Excerpt provided:
--------

We know he was a bit shorter than this

but it'll do for our purposes.

- It will do, yes.

- He won't feel a thing.

- (laughs) Let's measure it out

and see how far away we can do it.

- [Narrator] Ian will
try a close range shot

at just 10 meters from the target.

- So what we need to
do now is to pull the gun

back to full cock and it's ready to fire.

- Right.

(gun cocking)

(gun firing)

- [Sam] Think you got him?

- [Ian] I think we got him, yes.

- [Sam] There.

- There we go look.

- We're you aiming for the main chest area?

- Well I was aiming for the main torso.

- Yep.

- You see, with the smoothbore musket

you do have accuracy problems,

you don't where it's
gonna come out of the bore.

- [Narrator] Even at close range

the musket isn't that accurate

and on the day of the battle the shot

would've been considerably
more complicated.

It's been calculated
that Nelson was standing

16 meters away from the
base of the mizzen-mast

at the French ship at
the moment he was shot.

- 15, 16 meters there

in your hand. - 16 meters so that's here.

Let's wave the truck back.

- [Narrator] And the shooter
was 15 meters up the mast.

- That's much higher than I thought.

- [Ian] OK!

- How you doing?

That is 15 meters off the ground.

That's the height of the
Redoutable's mizzen-mast.

From down there it looked incredibly high

but from here it's surprisingly close,

bearing in mind that that's an enemy ship.

That's gonna be rigging
full of enemy soldiers.

- [Narrator] In the chaos of battle,

canons would be firing and gun powder smoke

would be wafting across the ship's decks.

Sam wants to factor
that into the equation too.

(distant shouting)

(dramatic music)

(fuse fizzling)

(canon firing)

(musket firing)

--------

Supplied information:
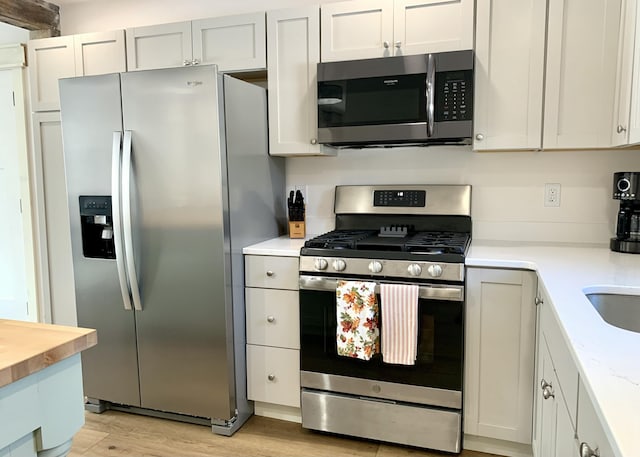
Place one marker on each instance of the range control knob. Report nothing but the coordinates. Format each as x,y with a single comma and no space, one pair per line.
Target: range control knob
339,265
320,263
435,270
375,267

--------

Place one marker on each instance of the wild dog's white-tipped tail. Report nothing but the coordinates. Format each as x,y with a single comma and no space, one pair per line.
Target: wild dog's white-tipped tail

--------

Problem statement: Extend the video transcript about recreating the musket shot at Nelson, starting after its last line.

Written response:
- I think he hit the mannequin.

Unbelievably he shot
him in the left shoulder.

That's absolutely amazing.

So even with the noise and the smoke

of the cannon, he's managed to shoot him

on the left shoulder,
just below the epaulet,

exactly where Nelson was shot
which is an extraordinary shot

and it's completely not
what I expected to happen.

- [Narrator] Ian's bullet has
gone right through the dummy,

penetrating the center of the
back where the spine would be.

- It's extraordinarily similar,
what's happened here.

If you compare what happened with Nelson

with what we've managed to recreate

from the angles, from the
distance and from the height.

We need to re-think that
moment of Nelson's death

and to consider the fact
that he was deliberately

targeted by a French marksman.

- [Narrator] The French shot
was heard around the world

and with the death of a
national hero a legend was born.

Admiral Nelson was
immortalized in British memory

and continues to command from his pedestal

on high over Trafalgar Square.

Next on Museum Secrets,
a deadly Infernal Machine.

(dramatic music)

Hidden away in the storerooms

of the National Maritime Museum

lies surprising mementos
of Britain's fighting past.

These are the naval weapons that helped

Britain rule the waves
but in the 19th century

the Royal Navy faced a new kind of weapon.

A hidden threat that lurked

beneath the surface of the ocean.

- This is the Russian Infernal Machine.

It's a sea mine from the
time of the Crimean war

and as you can see, this one has been taken

by the British as a war trophy
and has been painted up,

Russian Infernal Machine, Baltic, 1855.

- [Narrator] Sea mines have been a threat

to warships going back to
the Chinese in the 14th century

and they continue to represent
a significant threat today.

Marine mines filled with
TNT are now computerized

and fitted with electronic fuses

for remote or automatic detonation.

(mine exploding)

They are capable of colossal explosions.

(mine exploding)

Naval mines present such a danger

that there are entire fleets devoted

to finding and defusing them.

This is HMS Chiddingfold,
one of 15 Royal Navy

mine hunter vessels.

All mine hunters carry ROVs,
Remote Operated Vehicles,

equipped with cameras
that allow mine hunters

to get a good look at the
mine from a safe distance

and diffuse it or destroy
it. (mine explodes)

In the 19th century, naval
mines and the methods

used to deal with them were
considerably less sophisticated.

If they were identified and fished

out of the water intact, these
new weapons were treated

with equal parts caution and curiosity.

But as one newspaper
report from the time illustrates,

this curiosity got the better
of one man in particular.

Royal Naval Admiral Seymour.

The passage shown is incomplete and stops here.